→ **GIVEN EXERCISE 1**
Please swap "dot" for "point" in the records between the lines holding "Practice: locate the lapel" and "pixel 237 64", inclusive, and give those lines back with nothing else changed.
──────── PASSAGE SHOWN
# RDTA BOX 12.8ml



## Rafique (4/11/16)

I must have this.

http://www.ijoycig.com/product/item-324.html

Reactions: Like 1


----------



## RichJB (4/11/16)

Smok have one too. I'm dubious about a system that marries mod and tank. I'd rather have an "open system" option where I can pair the mod with whichever tank I like.


----------



## Rafique (4/11/16)

True I think I mainly like the juice capacity without a tank having to stand tall on a mod


----------



## spiv (4/11/16)

12.8ml juice capacity, the Combo decks and dual 18650. This is will last you the entire day out, and if you need more juice, looks so easy to fill. 
I think it's great. 
I'll still have my other devices that let me use my own atomisers, but this seems like fun for a single device for a festival or something.

Reactions: Like 1 | Agree 1


----------



## daniel craig (4/11/16)

RichJB said:


> Smok have one too. I'm dubious about a system that marries mod and tank. I'd rather have an "open system" option where I can pair the mod with whichever tank I like.


It has a lot of options on the RDA. There's all sorts of build decks etc which they include (or maybe as a separate purchase, I'm not sure) but I do agree that I would prefer if it wasn't like this and allowed the user to use whatever RDA he wants. Maybe something that could be used as an RDTA box using their RDA or a normal mod when using any other RDA.


----------



## Rude Rudi (6/11/16)

Sent from my iPad using Tapatalk


----------



## Silver (6/11/16)

I like the yellow one 

Nice find @Rafique 

Agree with you @spiv

Reactions: Like 1 | Optimistic 1


----------
────────────────
──────── LISTED ENTRIES
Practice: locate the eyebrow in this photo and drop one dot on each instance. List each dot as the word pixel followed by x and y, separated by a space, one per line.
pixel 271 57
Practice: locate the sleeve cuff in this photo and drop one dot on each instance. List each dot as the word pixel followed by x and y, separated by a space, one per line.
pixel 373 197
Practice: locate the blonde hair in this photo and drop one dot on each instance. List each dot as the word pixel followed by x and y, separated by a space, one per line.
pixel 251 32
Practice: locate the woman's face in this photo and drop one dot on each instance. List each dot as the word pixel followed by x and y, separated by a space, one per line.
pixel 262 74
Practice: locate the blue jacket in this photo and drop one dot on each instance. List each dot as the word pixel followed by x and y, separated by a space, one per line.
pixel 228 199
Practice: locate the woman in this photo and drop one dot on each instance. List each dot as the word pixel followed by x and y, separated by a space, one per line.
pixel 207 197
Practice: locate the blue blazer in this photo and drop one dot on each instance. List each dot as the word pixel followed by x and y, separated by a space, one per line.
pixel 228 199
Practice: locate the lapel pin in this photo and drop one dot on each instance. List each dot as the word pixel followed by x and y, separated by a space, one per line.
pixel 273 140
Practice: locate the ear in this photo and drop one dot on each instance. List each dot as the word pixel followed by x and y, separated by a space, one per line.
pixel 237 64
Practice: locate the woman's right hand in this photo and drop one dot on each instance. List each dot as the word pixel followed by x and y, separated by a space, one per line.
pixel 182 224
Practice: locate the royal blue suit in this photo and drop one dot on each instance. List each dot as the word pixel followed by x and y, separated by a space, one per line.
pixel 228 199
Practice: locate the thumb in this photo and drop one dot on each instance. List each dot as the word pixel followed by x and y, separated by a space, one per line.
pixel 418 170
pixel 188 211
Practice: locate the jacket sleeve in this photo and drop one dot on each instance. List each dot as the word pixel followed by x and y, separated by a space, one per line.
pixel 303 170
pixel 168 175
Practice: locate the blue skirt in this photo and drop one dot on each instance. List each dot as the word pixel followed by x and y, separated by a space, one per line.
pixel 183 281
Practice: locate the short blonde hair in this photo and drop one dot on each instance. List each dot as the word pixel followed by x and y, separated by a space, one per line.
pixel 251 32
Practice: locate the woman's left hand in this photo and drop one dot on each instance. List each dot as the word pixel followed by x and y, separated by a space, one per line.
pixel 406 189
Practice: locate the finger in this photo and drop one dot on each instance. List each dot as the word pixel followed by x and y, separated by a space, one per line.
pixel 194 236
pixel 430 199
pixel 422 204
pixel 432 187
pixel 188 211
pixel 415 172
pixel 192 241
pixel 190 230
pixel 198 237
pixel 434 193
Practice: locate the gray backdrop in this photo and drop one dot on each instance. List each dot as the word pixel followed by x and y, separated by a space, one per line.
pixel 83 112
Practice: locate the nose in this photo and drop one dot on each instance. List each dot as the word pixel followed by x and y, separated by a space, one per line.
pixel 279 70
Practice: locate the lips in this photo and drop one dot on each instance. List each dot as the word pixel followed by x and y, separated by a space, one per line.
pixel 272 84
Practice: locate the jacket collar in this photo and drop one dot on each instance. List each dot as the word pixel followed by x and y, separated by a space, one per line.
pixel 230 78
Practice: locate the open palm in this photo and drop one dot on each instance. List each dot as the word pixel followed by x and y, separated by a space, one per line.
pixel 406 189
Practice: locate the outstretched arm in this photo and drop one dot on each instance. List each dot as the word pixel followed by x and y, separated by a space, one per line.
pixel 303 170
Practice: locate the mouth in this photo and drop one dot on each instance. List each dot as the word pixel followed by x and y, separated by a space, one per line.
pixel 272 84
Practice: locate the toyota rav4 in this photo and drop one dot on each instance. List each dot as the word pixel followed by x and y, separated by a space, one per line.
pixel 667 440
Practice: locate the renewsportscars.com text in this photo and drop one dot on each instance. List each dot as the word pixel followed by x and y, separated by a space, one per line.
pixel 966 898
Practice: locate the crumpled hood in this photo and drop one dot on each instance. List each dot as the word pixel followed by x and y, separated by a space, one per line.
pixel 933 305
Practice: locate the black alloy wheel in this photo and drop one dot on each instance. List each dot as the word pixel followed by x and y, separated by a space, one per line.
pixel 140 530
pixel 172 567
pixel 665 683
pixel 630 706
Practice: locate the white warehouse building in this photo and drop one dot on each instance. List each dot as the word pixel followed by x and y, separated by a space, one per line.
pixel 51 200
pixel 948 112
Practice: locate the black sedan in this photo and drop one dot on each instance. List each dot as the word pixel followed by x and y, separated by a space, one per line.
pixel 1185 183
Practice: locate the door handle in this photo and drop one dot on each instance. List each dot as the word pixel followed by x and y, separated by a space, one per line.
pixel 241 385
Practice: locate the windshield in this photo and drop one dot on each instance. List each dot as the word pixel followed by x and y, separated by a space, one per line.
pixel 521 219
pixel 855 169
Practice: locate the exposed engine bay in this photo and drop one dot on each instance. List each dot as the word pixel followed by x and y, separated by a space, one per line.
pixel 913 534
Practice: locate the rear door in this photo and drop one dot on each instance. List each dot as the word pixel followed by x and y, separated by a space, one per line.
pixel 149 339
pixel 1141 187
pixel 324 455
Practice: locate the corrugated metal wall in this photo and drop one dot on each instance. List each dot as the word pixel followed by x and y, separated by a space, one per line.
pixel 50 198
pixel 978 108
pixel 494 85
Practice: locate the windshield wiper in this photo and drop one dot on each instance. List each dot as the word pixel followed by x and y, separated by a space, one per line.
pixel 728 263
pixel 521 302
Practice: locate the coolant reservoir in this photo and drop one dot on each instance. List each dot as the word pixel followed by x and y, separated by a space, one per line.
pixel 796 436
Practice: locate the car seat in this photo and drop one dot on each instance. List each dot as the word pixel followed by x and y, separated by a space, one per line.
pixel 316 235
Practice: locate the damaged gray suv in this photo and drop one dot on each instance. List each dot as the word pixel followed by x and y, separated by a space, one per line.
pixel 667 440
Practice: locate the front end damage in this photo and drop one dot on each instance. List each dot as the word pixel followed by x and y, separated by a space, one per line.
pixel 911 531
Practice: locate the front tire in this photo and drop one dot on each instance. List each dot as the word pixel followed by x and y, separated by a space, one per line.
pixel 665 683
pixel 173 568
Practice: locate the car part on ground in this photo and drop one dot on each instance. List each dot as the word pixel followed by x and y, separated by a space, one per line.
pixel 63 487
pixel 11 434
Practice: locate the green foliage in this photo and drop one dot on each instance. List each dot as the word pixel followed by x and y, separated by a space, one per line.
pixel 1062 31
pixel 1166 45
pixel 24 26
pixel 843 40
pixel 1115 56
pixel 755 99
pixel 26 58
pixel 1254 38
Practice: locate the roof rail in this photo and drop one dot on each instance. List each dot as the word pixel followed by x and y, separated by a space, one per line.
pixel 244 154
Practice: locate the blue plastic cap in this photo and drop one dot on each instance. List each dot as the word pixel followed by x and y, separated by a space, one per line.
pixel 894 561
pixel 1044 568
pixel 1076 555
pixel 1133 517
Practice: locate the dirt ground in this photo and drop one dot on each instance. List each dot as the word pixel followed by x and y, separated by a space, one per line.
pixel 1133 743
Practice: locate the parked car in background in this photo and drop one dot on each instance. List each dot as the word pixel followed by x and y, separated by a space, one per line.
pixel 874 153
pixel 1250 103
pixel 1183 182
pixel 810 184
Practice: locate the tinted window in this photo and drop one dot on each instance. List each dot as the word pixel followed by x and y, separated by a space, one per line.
────────────────
→ **GIVEN EXERCISE 2**
Answer these from the forum thread:
(a) What juice capacity does spiv mention?
(b) Which color does Silver like?
(c) Which brand does RichJB say has one too?

→ **SOLUTION 1**
Practice: locate the lapel pin in this photo and drop one point on each instance. List each point as the word pixel followed by x and y, separated by a space, one per line.
pixel 273 140
Practice: locate the ear in this photo and drop one point on each instance. List each point as the word pixel followed by x and y, separated by a space, one per line.
pixel 237 64

→ **SOLUTION 2**
(a) 12.8ml
(b) Yellow
(c) Smok